PROVIDED TEXT:
[Start of Attachment]
Anna Čermáková was born on 17 June 1854 in Prague. She was the younger sister of the actress Josefína Čermáková-Kounicová.

On 17 November 1873, Antonín Dvořák and Anna Čermáková married. By then, although legally still considered a minor, she was four months pregnant with their first child. They went on to have nine children, of whom the first three died in infancy. The children were: Otakar (1874–1877), Josefa (1875–1875), Růžena (1876–1877), Otýlie (1878–1905), Anna (1880–1923), Magdalena (1881–1952), Antonín (1883–1956), Otakar (1885–1961) and Aloisie (1888–1967). In 1898 Otýlie, a composer in her own right, married Dvorak's student, the composer Josef Suk, but died of a heart condition only seven years later.

From 1880, she sang in a Russian church in Prague, and sang Antonín Dvořák's cantatas in concerts, especially solos in his Stabat mater, and a solo in his Requiem.

She also travelled with her husband, and in 1892–1895, they lived with part of their family in New York. In later life, Otakar wrote in his book "Antonin Dvorak, My Father", that it had been Anna who had persuaded Antonin to take on the appointment in the United States, in particular for financial reasons. She had even held a family vote one meal-time, and delivered the signed contract to the post-office herself.

Dvořáková died on 14 July 1931 in Vysoká u Příbramě.
[End of Attachment]
RECORDS PROVIDED:
[Start of Attachment]
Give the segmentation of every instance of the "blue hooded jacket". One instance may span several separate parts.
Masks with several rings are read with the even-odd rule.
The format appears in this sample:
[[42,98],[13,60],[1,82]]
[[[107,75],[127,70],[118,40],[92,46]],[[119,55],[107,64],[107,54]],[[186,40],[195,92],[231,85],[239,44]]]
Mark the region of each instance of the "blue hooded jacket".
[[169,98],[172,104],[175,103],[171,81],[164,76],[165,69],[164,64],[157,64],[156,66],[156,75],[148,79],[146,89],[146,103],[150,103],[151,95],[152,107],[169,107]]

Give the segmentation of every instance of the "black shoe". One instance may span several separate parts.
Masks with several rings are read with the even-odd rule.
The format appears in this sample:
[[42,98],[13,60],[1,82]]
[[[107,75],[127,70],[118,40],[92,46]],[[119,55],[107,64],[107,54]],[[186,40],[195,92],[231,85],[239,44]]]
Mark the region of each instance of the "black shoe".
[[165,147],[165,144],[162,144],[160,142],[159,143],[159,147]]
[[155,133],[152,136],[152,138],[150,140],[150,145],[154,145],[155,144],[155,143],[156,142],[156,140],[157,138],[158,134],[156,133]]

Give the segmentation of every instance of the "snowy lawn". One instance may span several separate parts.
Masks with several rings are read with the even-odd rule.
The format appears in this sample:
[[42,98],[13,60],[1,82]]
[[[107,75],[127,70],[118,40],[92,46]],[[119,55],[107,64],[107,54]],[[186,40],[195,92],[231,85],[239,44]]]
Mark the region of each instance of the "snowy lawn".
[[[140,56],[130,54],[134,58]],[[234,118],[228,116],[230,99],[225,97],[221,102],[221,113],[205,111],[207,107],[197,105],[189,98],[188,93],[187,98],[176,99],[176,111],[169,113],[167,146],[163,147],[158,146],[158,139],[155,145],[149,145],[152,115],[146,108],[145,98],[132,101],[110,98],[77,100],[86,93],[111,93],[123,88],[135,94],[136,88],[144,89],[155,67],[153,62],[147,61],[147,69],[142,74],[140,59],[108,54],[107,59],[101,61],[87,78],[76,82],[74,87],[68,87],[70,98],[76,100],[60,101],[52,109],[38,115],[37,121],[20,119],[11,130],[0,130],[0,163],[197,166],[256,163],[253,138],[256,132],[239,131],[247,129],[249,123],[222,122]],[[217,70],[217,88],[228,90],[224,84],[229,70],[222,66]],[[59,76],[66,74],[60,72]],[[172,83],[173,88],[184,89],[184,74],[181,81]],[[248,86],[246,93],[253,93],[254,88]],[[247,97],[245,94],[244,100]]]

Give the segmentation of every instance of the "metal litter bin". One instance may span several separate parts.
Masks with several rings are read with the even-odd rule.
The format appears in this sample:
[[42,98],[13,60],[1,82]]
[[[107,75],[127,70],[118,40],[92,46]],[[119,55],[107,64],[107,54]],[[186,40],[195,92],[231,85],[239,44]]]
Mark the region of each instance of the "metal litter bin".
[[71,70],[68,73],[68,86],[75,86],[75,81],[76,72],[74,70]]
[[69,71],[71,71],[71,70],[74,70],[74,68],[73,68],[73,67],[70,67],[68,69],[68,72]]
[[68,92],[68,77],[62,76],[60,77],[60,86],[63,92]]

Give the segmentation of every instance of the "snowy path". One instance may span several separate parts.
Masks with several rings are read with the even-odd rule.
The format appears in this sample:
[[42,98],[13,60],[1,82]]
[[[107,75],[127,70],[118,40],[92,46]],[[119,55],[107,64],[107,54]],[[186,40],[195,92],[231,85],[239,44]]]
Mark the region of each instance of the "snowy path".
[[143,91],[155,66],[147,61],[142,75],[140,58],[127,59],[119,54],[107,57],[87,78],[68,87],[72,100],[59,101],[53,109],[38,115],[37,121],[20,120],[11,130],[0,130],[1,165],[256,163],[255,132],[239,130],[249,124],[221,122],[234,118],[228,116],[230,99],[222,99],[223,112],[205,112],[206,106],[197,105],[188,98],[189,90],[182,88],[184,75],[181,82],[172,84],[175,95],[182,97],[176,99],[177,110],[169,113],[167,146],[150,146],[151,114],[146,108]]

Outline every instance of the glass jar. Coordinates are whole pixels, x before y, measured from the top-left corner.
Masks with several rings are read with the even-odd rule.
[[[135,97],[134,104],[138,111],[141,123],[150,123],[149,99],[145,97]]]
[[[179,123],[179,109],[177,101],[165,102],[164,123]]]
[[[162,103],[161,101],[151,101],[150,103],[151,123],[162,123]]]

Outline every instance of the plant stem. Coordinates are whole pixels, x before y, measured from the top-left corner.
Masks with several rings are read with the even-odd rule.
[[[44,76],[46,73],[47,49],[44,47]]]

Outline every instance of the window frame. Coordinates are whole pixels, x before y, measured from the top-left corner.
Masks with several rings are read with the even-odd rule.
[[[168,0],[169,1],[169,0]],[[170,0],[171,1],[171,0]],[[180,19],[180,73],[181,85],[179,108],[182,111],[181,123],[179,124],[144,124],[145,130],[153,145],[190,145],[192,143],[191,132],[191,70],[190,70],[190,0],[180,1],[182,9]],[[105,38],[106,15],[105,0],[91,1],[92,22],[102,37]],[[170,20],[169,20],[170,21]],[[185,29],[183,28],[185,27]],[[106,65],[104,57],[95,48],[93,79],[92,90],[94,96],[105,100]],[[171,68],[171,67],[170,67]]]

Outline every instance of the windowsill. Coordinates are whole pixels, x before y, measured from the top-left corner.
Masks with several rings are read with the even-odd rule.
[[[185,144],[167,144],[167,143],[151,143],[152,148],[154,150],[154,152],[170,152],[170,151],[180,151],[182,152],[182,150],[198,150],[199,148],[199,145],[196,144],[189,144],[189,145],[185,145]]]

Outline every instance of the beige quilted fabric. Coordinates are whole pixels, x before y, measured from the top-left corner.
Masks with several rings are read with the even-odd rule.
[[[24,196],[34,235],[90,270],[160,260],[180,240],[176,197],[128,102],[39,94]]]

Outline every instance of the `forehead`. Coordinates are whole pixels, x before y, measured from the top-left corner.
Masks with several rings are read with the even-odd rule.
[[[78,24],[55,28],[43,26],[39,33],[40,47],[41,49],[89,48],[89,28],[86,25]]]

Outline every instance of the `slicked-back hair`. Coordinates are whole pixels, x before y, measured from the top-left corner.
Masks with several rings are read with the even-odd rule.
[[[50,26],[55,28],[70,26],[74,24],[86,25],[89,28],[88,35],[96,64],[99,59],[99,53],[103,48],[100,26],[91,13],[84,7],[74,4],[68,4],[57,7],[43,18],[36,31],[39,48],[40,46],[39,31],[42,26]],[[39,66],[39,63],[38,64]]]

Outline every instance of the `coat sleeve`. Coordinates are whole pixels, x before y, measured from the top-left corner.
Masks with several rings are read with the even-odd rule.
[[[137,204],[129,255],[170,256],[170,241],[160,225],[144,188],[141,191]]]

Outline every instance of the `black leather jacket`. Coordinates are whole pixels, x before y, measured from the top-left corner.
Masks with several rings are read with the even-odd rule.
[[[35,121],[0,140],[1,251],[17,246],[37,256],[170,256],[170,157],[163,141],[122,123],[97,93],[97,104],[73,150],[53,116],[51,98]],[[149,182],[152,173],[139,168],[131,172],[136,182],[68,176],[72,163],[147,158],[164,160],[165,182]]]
[End of Attachment]
[Start of Attachment]
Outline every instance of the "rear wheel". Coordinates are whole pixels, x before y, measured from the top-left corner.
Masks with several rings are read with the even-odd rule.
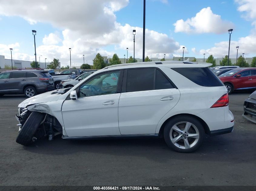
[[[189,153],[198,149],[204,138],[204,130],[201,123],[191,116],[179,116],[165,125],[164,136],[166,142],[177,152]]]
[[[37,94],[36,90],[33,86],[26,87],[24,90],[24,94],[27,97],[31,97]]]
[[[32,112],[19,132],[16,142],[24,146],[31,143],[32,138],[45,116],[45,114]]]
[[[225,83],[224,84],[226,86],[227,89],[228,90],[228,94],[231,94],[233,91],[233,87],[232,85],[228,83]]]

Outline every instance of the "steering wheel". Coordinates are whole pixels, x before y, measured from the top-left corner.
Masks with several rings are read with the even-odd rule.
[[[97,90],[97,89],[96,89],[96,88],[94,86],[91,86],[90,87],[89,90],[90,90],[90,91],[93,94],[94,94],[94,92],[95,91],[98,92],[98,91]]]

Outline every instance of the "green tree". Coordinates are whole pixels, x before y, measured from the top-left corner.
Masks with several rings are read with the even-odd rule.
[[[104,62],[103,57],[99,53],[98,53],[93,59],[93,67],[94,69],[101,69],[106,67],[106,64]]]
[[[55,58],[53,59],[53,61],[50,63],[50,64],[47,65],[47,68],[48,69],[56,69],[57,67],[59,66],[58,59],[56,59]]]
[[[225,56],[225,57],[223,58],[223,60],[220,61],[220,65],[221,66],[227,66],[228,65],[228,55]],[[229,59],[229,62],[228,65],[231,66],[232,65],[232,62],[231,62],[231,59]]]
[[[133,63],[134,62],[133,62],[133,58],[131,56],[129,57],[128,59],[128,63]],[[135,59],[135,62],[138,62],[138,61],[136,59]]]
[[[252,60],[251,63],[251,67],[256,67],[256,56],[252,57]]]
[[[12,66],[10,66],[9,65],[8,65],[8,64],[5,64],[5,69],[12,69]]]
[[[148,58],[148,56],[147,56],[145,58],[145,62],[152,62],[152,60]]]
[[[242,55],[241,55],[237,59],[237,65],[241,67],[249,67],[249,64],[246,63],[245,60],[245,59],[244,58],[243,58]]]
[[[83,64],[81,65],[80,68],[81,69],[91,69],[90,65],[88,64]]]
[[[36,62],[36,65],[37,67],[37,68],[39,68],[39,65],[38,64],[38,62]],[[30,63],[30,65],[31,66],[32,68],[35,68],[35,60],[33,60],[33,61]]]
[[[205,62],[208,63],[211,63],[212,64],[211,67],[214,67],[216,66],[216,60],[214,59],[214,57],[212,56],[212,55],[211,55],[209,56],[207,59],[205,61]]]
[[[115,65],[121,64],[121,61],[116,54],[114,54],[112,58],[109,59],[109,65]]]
[End of Attachment]
WHAT TO DO: Transcribe the passage about Anna Čermáková, starting with the words "From 1880, she" and ending after the words "Vysoká u Příbramě.".

RESPONSE AREA:
From 1880, she sang in a Russian church in Prague, and sang Antonín Dvořák's cantatas in concerts, especially solos in his Stabat mater, and a solo in his Requiem.

She also travelled with her husband, and in 1892–1895, they lived with part of their family in New York. In later life, Otakar wrote in his book "Antonin Dvorak, My Father", that it had been Anna who had persuaded Antonin to take on the appointment in the United States, in particular for financial reasons. She had even held a family vote one meal-time, and delivered the signed contract to the post-office herself.

Dvořáková died on 14 July 1931 in Vysoká u Příbramě.